To see how this package may help you, let’s first consider a simple example, that is, to compute the sum of squared difference between two vectors. This can be easily done in Julia in one line as follows

r = sum(abs2(x - y))

Whereas this is simple, this expression involves some unnecessary operations that would lead to suboptimal performance: (1) it creates two temporary arrays respectively to store x - y and abs(x - y), (2) it completes the computation through three passes over the data – computing x - y, computing abs2(x - y), and finally computing the sum. Julia provides a mapreduce function which allows you to complete the operation in a single pass without creating any temporaries:

r = mapreduce((x, y) -> abs2(x - y), +, x, y)

However, if you really run this you may probably find that this is even slower. The culprit here is that the anonymous function (x, y) -> abs2(x - y) is not inlined; it will be resolved and called at each iteration. Therefore, to compute this efficiently, one has to write loops as below

s = 0.
for i = 1 : length(x)
    s += abs2(x[i] - y[i])
end

This is not too bad though, until you have more complex needs, e.g. computing this along each row/column of the matrix. Then writing the loops can become more involved, and it is more tricky to implement it in a cache-friendly way.

With this package, we can compute this efficiently without writing loops, as

r = sumfdiff(Abs2Fun(), x, y)

# to compute this along a specific dimension
r = sumfdiff(Abs2Fun(), x, y, dim)

# this package also provides sumsqdiff for this
r = sumabsdiff(x, y)
r = sumabsdiff(x, y, dim)

Here, Abs2Fun and Add are typed functors provided by this package, which, unlike normal functions, can still be properly inlined when passed into a higher order function (thus causing zero overhead). This package extends map, foldl, foldr, sum, and so on to accept typed functors and as well introduces additional higher order functions like sumfdiff and scan etc to simplify the usage in common cases.

Benchmark shows that writing in this way is over 9x faster than sum(abs2(x - y)).
_ _ _ _
**SET TASK 1:**
List every line of code in the passage on computing squared differences in Julia that assigns a value to r.
**SET TASK 2:**
Extend the passage on computing squared differences in Julia, picking up after its final sentence.
The records are separate material and have no connection to the passage on computing squared differences in Julia.
_ _ _ _
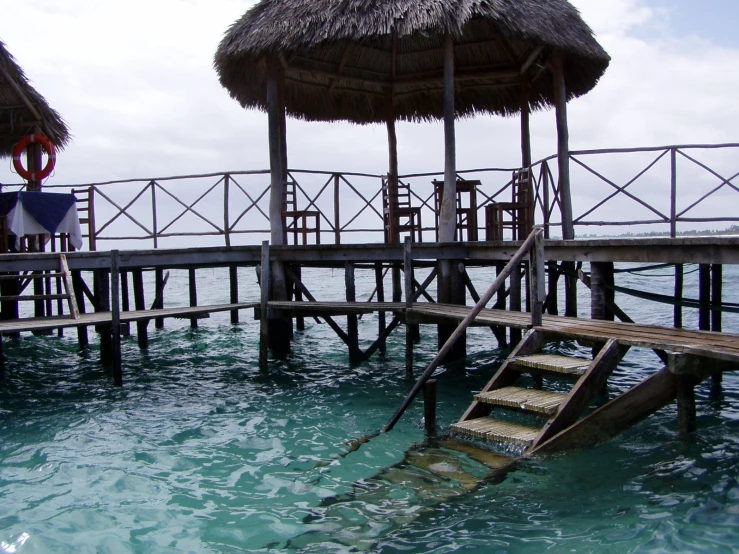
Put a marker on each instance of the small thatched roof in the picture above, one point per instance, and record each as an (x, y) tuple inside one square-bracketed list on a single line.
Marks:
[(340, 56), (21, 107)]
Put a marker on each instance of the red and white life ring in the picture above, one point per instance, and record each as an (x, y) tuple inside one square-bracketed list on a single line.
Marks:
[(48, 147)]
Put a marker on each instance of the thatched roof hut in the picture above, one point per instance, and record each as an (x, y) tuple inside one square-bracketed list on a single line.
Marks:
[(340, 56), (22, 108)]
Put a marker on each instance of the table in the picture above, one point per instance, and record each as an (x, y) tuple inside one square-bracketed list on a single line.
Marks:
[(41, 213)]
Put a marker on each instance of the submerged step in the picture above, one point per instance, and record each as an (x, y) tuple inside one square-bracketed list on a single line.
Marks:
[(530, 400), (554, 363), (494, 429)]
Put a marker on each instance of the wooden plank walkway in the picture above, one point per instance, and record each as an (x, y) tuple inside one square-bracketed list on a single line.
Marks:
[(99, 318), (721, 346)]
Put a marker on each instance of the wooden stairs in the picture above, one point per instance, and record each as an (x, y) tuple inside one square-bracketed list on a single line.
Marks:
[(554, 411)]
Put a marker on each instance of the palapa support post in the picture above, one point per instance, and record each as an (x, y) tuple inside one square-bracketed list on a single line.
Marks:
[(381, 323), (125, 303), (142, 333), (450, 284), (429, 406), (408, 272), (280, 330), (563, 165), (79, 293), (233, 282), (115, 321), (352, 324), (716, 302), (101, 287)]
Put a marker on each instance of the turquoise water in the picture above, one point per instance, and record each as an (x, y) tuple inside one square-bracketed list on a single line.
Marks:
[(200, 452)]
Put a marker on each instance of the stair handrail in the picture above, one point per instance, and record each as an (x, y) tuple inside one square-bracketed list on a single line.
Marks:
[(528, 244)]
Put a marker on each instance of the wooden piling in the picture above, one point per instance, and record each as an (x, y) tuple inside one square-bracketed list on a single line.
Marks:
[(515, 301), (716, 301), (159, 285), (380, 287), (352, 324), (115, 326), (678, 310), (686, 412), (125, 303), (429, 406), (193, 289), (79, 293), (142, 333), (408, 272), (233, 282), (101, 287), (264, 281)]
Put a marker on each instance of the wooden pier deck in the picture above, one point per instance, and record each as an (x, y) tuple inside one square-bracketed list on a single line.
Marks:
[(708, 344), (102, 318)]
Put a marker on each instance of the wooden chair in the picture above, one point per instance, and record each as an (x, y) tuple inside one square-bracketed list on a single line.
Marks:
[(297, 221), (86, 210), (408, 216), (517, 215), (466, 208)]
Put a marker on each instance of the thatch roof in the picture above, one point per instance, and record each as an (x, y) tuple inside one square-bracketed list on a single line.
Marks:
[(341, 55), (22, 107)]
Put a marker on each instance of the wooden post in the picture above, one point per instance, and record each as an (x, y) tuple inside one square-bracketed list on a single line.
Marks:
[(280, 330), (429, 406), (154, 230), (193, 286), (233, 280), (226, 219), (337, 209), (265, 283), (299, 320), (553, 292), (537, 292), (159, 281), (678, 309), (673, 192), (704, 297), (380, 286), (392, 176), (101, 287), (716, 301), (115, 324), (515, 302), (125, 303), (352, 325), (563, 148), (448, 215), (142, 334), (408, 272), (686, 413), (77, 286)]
_ _ _ _
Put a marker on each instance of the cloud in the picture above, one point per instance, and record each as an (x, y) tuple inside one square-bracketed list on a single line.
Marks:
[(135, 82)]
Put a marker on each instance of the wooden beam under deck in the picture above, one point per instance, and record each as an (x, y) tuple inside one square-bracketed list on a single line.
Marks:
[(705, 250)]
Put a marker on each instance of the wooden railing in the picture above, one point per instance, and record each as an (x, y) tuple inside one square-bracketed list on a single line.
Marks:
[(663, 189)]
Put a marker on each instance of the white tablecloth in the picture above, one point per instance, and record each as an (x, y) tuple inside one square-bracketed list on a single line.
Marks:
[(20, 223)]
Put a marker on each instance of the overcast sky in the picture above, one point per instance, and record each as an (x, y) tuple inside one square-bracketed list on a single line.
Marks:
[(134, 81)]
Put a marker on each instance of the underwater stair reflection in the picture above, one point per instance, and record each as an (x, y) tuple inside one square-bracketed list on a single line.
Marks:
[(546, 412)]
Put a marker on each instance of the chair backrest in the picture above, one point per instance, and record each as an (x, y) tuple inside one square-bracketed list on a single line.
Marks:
_ _ _ _
**EXPECTED OUTPUT 1:**
r = sum(abs2(x - y))
r = mapreduce((x, y) -> abs2(x - y), +, x, y)
r = sumfdiff(Abs2Fun(), x, y)
r = sumfdiff(Abs2Fun(), x, y, dim)
r = sumabsdiff(x, y)
r = sumabsdiff(x, y, dim)

**EXPECTED OUTPUT 2:**
Main features

Main features of this package are highlighted below:

  • Pre-defined functors that cover most typical mathematical computation;
  • A easy way for user to define customized functors;
  • Extended/specialized methods for map, map!, foldl, foldr, and scan. These methods are carefully optimized, which often result in 2x - 10x speed up;
  • Additional functions such as map1!, sum!, and scan! that allow inplace updating or writing results to preallocated arrays;
  • Vector broadcasting computation (supporting both inplace updating and writing results to new arrays).
  • Fast shared-memory views of arrays.

Many of the methods are extensions of base functions. Simply adding a statement using NumericExtensions is often enough for substantial performance improvement. Consider the following code snippet:

using NumericExtensions

x = rand(1000, 1000)
r = sum(x, 2)

Here, when adding the statement using NumericExtensions transparently replace the method provided in the Base module by the specialized method in NumericExtensions. As a consequence, the statement r = sum(x, 2) becomes 6x faster. Using additional functions provided by this package can further improve the performance.

Functors

Passing functions as arguments are essential in writing generic algorithms. However, function arguments do not get inlined in Julia (at current version), usually resulting in suboptimal performance.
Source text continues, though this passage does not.